Extract the lines below word for word, leaving out the pictures.

Entries from a point annotation set:
* start *
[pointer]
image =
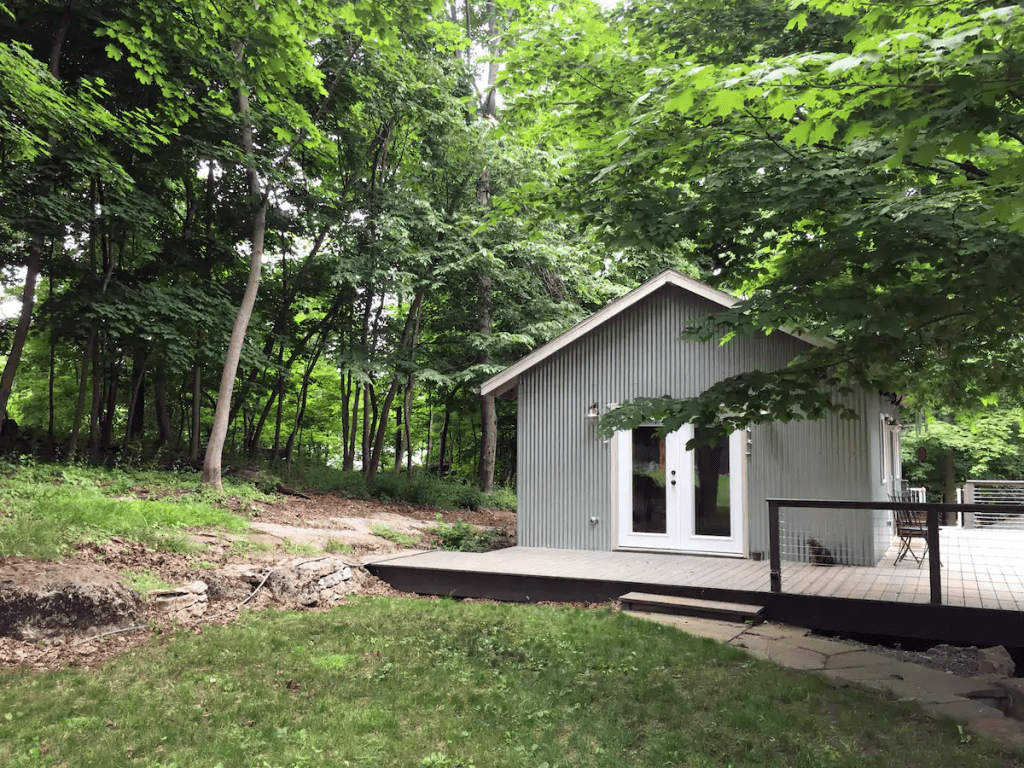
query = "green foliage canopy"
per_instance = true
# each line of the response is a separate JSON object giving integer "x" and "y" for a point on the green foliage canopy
{"x": 853, "y": 170}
* end *
Solution to this task -
[pointer]
image =
query = "green foliage canopy"
per_instance = true
# each line of the response is a separate JSON object giving integer "x" and "y" for a point on the green foliage canopy
{"x": 853, "y": 170}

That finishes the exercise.